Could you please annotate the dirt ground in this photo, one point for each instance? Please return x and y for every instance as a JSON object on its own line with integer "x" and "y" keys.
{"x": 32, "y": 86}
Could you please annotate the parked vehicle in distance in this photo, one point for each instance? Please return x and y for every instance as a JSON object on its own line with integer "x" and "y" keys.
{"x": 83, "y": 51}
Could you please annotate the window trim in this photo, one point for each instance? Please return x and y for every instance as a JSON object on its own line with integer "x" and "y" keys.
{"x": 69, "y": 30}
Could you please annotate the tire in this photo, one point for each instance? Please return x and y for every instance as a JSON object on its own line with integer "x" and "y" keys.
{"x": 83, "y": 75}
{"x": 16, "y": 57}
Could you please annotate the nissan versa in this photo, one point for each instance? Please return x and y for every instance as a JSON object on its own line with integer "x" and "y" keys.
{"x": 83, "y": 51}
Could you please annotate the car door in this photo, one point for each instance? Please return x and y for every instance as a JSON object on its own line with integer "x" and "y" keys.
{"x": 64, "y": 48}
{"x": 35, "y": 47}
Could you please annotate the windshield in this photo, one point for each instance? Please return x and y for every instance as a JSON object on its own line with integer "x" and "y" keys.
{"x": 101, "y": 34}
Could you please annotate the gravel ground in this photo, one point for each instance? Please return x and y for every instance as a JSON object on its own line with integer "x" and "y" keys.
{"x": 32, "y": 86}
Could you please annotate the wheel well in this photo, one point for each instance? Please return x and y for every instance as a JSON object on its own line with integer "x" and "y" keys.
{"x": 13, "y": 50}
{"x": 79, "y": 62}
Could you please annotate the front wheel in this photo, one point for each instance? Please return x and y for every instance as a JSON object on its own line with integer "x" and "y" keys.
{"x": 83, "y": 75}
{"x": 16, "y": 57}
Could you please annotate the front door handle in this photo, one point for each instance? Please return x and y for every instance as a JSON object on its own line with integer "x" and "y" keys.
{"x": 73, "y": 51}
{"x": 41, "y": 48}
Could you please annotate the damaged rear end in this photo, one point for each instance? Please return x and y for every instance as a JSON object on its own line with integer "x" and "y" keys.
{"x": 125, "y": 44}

■ ■ ■ ■ ■ ■ ■

--- Task statement ---
Return the material exactly as it stands.

--- Expected answer ---
Could you please annotate the dirt ground in this photo, one point for each instance? Please return x and y for every instance as a JSON object on its own line with integer "x" and "y" keys.
{"x": 32, "y": 86}
Could you please annotate the parked vehicle in distance in this photo, one point for each instance? Please return x and y for every instance as a JSON object on its own line with integer "x" and "y" keys.
{"x": 83, "y": 51}
Could you please annotate the window trim in this photo, one point for each instance? Please return x and y for every instance as a JSON object on its own line with integer "x" and "y" keys.
{"x": 69, "y": 30}
Could you please annotate the tire in this photo, one point for each instance? Please return x and y for every instance as a JSON object on its own line with integer "x" and "y" keys.
{"x": 83, "y": 75}
{"x": 16, "y": 57}
Could you please annotate the nissan versa in this photo, one point for each instance? Please return x and y for every instance as a JSON object on its own line with integer "x" and "y" keys.
{"x": 83, "y": 51}
Could you please annotate the car door in this photo, one point for each instance? Please return x and y for every instance as a JSON object on its own line with integer "x" and "y" keys.
{"x": 64, "y": 48}
{"x": 35, "y": 47}
Could you please annotate the windshield in this photo, one point for each instance? Please return x and y for every instance as a JSON object on its own line with integer "x" and "y" keys.
{"x": 101, "y": 34}
Could you please annotate the gravel ground in this photo, one point for each instance? Please return x and y for every instance as a JSON object on its own line with integer "x" and "y" keys.
{"x": 32, "y": 86}
Could you please annotate the wheel well in this photo, one point for each instance? Please return x and y for every instance as a JSON object on its own line with integer "x" and "y" keys.
{"x": 13, "y": 50}
{"x": 79, "y": 62}
Could you please annotate the front wheel in this photo, one point for each instance? Please return x and y for every instance as a JSON object on its own line with integer "x" and "y" keys.
{"x": 83, "y": 75}
{"x": 16, "y": 57}
Could you please annotate the front door handle in this photo, one point for each instance? Please return x and y for every instance as a JSON object on its own line with integer "x" and "y" keys.
{"x": 73, "y": 51}
{"x": 41, "y": 48}
Could you please annotate the damaged rear end in this photo, one point for each instance? Please return x and y for every instance as a JSON object on its own line with integer "x" and "y" keys.
{"x": 125, "y": 44}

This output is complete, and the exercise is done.